**Excerpt:**
::::

Design and Implementation of Graphene-Based Tunable Microwave Filter for THz Applications

Abstract

A reconfigurable Substrate-Integrated Waveguide (SIW) filter operating in the THz region was designed in this work. Two SIW resonators were coupled through a magnetic iris to form a second-order filter with a double-layer substrate. The first substrate was silicon of permittivity 11.9; on top of it, silicon dioxide of permittivity 3.9 was placed. The ground and upper plane were composed of gold plates. Graphene material was then used for the tunability of the filter. A thin graphene sheet was sandwiched between the silicon dioxide substrate and the upper gold plate. An external DC bias voltage was then applied to change the chemical potential of graphene, which, in turn, managed to change the operational center frequency of the filter within the range of 1.289 THz to 1.297 THz, which translated to a bandwidth range of 8 GHz. The second part of this work centered on changing the aspect ratio of the graphene patch to change the center frequency. It was observed that the frequency changed within the range of 1.2908 THz to 1.2929 THz, which gave a bandwidth of 2.1 GHz change.

1. Introduction

Microwave filters are a fundamental component of communication systems. With recent technological advances, tunable/reconfigurable filters are becoming useful to achieve the requirements of modern filters. Beyond 5G, communication systems are required to operate at high frequencies in the region of THz. Various filters use planar technologies, which suffer considerable losses in the THz region, including various materials [1,2,3,4,5,6,7,8,9,10]. Substrate-Integrated Waveguide (SIW) filters were introduced to solve the problem of high losses at high frequencies suffered by planar circuits. The SIW has the same characteristics of high-power handling and lowers losses at high frequencies as the conventional waveguide [1,2,3,4].

::::

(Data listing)
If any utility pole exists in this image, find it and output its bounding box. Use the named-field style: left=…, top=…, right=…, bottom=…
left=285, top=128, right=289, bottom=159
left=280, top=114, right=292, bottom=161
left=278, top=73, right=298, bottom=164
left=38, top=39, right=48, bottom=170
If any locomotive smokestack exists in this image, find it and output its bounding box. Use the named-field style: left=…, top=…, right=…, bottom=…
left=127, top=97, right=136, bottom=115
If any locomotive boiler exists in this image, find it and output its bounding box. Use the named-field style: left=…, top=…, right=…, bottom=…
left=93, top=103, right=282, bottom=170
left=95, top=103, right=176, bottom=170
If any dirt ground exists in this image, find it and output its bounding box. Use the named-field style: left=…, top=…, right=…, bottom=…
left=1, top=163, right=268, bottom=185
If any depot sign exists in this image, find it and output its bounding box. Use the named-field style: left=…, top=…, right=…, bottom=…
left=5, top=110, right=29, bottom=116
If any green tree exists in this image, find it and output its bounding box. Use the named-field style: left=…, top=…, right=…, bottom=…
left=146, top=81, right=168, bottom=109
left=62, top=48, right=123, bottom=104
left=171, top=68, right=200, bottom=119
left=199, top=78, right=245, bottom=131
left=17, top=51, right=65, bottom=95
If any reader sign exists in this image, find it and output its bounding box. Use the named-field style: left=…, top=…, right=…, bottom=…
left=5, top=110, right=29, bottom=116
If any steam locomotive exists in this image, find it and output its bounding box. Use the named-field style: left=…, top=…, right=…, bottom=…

::::

**Set problem 1:** In the graphene filter abstract, what permittivity is given for the silicon dioxide layer?
**Set problem 2:** Rewrite the rows starting at the one that contains "If any locomotive smokestack" and ending at the one that contains "left=1, top=163, right=268, bottom=185", renaming "locomotive" to "engine" and leaving everything else the same. Return only those rows.
The text and the rows have nothing to do with each other.

**Exercise answer 1:** 3.9

**Exercise answer 2:**
If any engine smokestack exists in this image, find it and output its bounding box. Use the named-field style: left=…, top=…, right=…, bottom=…
left=127, top=97, right=136, bottom=115
If any engine boiler exists in this image, find it and output its bounding box. Use the named-field style: left=…, top=…, right=…, bottom=…
left=93, top=103, right=282, bottom=170
left=95, top=103, right=176, bottom=170
If any dirt ground exists in this image, find it and output its bounding box. Use the named-field style: left=…, top=…, right=…, bottom=…
left=1, top=163, right=268, bottom=185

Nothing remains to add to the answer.